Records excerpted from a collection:
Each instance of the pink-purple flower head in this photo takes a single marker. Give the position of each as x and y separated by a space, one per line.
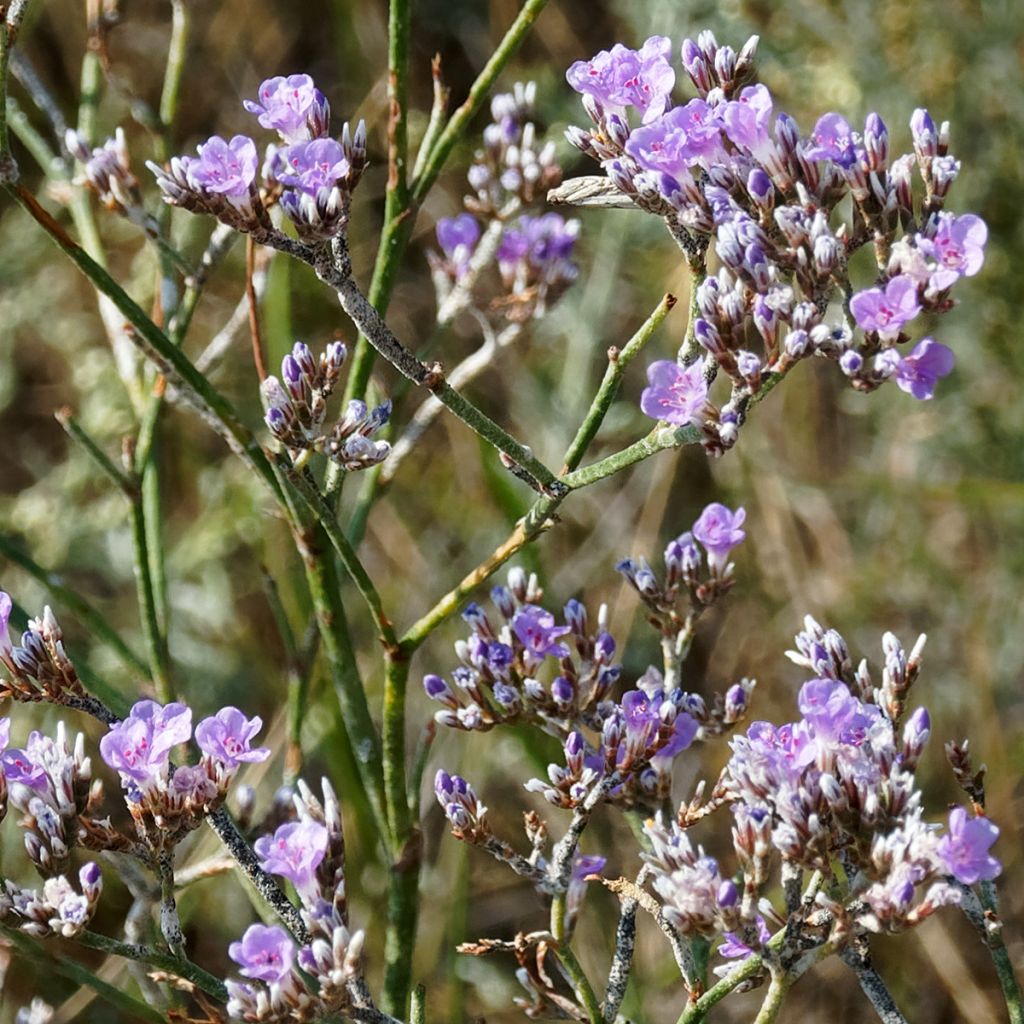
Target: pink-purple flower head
265 953
225 168
957 249
538 633
294 852
676 394
621 78
745 120
293 107
677 140
719 529
139 748
311 166
458 238
5 608
833 139
887 310
227 737
965 848
24 766
919 372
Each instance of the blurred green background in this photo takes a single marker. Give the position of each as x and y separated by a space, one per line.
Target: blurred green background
870 513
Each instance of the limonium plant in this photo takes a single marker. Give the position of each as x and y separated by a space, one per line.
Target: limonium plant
819 240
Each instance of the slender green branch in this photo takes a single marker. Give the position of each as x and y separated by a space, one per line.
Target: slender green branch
47 961
398 229
156 958
619 359
68 598
563 950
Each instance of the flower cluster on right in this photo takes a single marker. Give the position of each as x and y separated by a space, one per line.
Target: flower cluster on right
729 173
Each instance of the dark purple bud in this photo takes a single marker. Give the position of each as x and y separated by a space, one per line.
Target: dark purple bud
562 691
727 894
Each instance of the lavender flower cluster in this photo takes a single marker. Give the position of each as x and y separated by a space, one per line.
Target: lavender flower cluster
310 175
525 671
724 173
510 175
288 982
296 408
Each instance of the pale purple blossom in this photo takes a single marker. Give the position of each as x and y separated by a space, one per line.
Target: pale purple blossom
718 528
957 247
227 737
265 952
288 105
294 852
538 633
621 78
311 166
833 139
5 608
919 372
676 394
745 120
965 848
887 310
677 140
226 168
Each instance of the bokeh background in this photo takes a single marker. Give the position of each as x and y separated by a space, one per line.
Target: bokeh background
870 513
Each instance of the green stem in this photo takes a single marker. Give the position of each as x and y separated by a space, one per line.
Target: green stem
584 990
1000 957
163 962
47 961
619 359
398 229
68 598
774 997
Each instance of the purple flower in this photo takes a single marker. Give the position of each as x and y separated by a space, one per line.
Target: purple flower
735 948
965 848
542 241
5 608
833 139
957 247
538 633
745 119
264 952
718 528
139 747
227 737
919 373
294 851
676 394
621 78
458 238
226 168
311 166
22 766
291 107
887 311
677 139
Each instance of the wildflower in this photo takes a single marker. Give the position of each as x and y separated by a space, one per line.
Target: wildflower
621 78
294 852
965 848
918 373
887 310
227 737
718 528
226 168
293 107
676 394
264 952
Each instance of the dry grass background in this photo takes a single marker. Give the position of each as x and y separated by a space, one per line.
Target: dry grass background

## What to produce
Your answer should be all lines from the data that contain "grass".

## Result below
Each instance of the dry grass background in this photo takes a single marker. Give the position of each as x and y separated by a space, one per line.
Target: dry grass background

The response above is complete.